引用文.
+ + + +
ベストライフ東札幌・2月誕生会 /2019.2.24



 およそ2ヶ月ぶりに人前で歌った。場は昨年11月にも招かれた市内の有料老人ホーム誕生会。今回が10回目の依頼で、細いが長く確かなおつき合いが続いている。
 よく考えるとこれが今年初のライブで、2ヶ月ものブランクがあるとライブ感覚が鈍っているような気がし、漠然とした不安に襲われた。

 咳喘息で喉を傷めて以来、歌の練習は週一回程度に控えているが、今回は10日くらい前から少しずつマイク前で歌う練習をし、5日前からはショウガ湯を飲んで備えた。
 幸いに昨年同時期のような体調悪化はなく、喉の調子もまずまず。前回歌ってからわずか3ヶ月後の依頼だが、急に間隔が詰まった理由は定かではない。ともかくも記録を元に曲の重複を慎重に避け、春モードを中心とした選曲で臨んだ。
+ + + +
学習用資料.
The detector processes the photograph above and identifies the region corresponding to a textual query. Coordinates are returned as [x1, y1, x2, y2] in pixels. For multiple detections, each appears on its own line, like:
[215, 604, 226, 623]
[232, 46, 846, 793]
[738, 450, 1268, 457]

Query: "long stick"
+ + + +
情報の活用.
1. 引用文によると、今回の老人ホーム誕生会での歌は何回目の依頼か。
2. 引用文のうち「ベストライフ東札幌・2月誕生会 /2019.2.24」から「ような気がし、漠然とした不安に襲われた。」までを、両端を含めて書き写すこと。
3. 老人ホーム誕生会で歌った記録の続きを、最後の文の後から書き進めること。

順番どおりの出力.
1. 10回目の依頼である。

2.
ベストライフ東札幌・2月誕生会 /2019.2.24



 およそ2ヶ月ぶりに人前で歌った。場は昨年11月にも招かれた市内の有料老人ホーム誕生会。今回が10回目の依頼で、細いが長く確かなおつき合いが続いている。
 よく考えるとこれが今年初のライブで、2ヶ月ものブランクがあるとライブ感覚が鈍っているような気がし、漠然とした不安に襲われた。

3.
 最強寒波や豪雪がウソのように温暖な日がこのところ続き、路面からは雪がほとんど消えつつあった。夏と変わらぬ時間で先方に到着。ライブ開始まで30分あり、ゆっくりスタンバイした。
 施設側の誕生イベントのあと、予定ちょうどの14時45分から開始。およそ35分で13曲を歌った。


「北国の春」
「おかあさん」
「真室川音頭」
「蘇州夜曲」
「幸せなら手をたたこう」
「宗谷岬」
「仰げば尊し」
「みかんの花咲く丘」(歌詞指導)
「誰か故郷を想わざる」
「釜山港へ帰れ」
「港が見える丘」
「青い背広で」(初披露)
「東京ラプソディ」


 過去10回のうち、春に招かれたことは1度しかなく、その点では構成がしやすかった。全13曲のうち、2/3にあたる9曲が何らかの形で「春」をイメージしていた。
 いつも大人しい典型的な「傾聴型」の場だが、曲の目新しさもあってか、場の反応はとてもよかった。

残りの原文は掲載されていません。